[Box-labeled dataset extracts]
━━━━━━━━

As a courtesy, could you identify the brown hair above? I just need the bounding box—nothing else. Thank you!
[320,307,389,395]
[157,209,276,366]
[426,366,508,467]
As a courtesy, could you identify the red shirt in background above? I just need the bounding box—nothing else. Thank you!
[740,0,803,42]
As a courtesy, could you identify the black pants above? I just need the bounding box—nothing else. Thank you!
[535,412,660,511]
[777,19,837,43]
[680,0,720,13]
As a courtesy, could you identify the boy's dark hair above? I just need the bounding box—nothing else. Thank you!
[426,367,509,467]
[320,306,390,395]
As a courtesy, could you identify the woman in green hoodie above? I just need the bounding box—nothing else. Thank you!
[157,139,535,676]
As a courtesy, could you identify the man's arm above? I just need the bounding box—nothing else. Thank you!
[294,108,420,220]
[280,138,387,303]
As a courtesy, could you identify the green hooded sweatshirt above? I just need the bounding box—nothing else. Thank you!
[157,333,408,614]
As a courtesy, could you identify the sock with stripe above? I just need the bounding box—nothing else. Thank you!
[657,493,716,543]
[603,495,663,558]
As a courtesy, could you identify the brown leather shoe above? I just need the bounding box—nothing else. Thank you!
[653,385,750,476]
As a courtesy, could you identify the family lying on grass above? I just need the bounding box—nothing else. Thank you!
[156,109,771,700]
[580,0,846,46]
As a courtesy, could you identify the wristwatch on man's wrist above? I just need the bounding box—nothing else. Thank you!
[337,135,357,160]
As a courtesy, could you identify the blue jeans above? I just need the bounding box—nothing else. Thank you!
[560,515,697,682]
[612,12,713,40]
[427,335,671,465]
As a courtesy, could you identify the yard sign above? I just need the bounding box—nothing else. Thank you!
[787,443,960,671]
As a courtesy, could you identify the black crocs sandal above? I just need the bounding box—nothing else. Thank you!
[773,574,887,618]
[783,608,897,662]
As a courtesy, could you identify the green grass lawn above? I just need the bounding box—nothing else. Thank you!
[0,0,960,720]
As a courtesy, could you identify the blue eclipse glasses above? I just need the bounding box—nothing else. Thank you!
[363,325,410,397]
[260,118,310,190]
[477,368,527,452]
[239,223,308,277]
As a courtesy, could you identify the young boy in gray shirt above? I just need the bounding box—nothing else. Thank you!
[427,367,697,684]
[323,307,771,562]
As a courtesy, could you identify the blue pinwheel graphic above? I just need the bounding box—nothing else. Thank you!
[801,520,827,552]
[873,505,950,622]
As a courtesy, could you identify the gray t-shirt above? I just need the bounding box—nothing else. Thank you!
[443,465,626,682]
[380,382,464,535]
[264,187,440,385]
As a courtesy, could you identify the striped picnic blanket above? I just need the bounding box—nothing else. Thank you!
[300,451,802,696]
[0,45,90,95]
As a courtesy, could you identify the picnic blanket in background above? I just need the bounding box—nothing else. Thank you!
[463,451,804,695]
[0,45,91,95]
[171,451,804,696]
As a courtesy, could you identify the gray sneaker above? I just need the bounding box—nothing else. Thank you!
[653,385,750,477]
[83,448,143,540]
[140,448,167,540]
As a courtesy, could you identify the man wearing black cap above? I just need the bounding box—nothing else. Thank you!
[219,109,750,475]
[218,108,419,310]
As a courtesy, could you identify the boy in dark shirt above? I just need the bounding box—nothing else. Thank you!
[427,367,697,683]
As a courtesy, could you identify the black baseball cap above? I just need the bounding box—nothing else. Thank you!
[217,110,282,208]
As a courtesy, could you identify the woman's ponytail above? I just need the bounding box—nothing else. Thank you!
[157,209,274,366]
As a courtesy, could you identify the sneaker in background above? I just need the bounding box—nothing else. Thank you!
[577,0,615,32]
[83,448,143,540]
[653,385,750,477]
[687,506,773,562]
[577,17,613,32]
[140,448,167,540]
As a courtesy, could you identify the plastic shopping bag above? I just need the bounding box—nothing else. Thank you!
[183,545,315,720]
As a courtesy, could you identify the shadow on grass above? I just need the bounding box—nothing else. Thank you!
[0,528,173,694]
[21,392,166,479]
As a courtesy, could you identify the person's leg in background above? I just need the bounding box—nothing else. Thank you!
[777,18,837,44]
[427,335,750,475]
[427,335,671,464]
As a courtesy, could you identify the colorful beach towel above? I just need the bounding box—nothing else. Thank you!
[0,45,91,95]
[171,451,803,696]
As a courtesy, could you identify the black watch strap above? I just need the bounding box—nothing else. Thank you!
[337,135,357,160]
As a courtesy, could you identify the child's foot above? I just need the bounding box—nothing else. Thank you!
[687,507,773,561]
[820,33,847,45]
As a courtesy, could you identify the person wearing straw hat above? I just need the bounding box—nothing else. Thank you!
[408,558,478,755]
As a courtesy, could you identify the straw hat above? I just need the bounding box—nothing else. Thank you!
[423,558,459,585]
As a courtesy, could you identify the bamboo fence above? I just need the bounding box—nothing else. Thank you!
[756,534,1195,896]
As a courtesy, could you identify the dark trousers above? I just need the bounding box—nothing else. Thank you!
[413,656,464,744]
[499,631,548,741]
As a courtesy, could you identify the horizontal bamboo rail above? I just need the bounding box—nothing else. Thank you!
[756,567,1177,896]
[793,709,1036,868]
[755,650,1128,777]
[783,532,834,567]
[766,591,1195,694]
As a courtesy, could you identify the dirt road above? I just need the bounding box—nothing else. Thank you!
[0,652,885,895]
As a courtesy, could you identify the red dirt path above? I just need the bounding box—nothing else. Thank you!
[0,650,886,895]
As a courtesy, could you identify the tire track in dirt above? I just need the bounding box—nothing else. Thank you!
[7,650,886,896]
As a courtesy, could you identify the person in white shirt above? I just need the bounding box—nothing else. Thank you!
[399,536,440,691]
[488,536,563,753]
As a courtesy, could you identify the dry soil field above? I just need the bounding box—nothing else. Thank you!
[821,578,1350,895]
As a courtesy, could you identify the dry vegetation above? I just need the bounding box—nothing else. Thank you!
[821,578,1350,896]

━━━━━━━━

# [AIM]
Please reproduce the stretch of material above word for word, from the line that contains "As a courtesy, could you identify the blue pinwheel" through the line that contains "[171,451,804,696]", with both of those lines included.

# [CORRECT RESULT]
As a courtesy, could you identify the blue pinwheel graphic above? I just need the bounding box—nothing else. Thank you!
[801,520,827,552]
[873,505,950,622]
As a courtesy, could you identify the gray t-shirt above? I just need the bounding box—nothing else. Thank you!
[443,465,626,682]
[380,382,464,535]
[264,187,440,385]
As a courtesy, could you identify the striped picnic blanket above? I just need the bounding box—nothing else. Thank you!
[300,451,802,696]
[0,45,90,95]
As a courtesy, could you identify the picnic blanket in background above? I just need the bounding box—nothing else. Thank you!
[463,451,804,695]
[0,45,91,95]
[171,451,804,696]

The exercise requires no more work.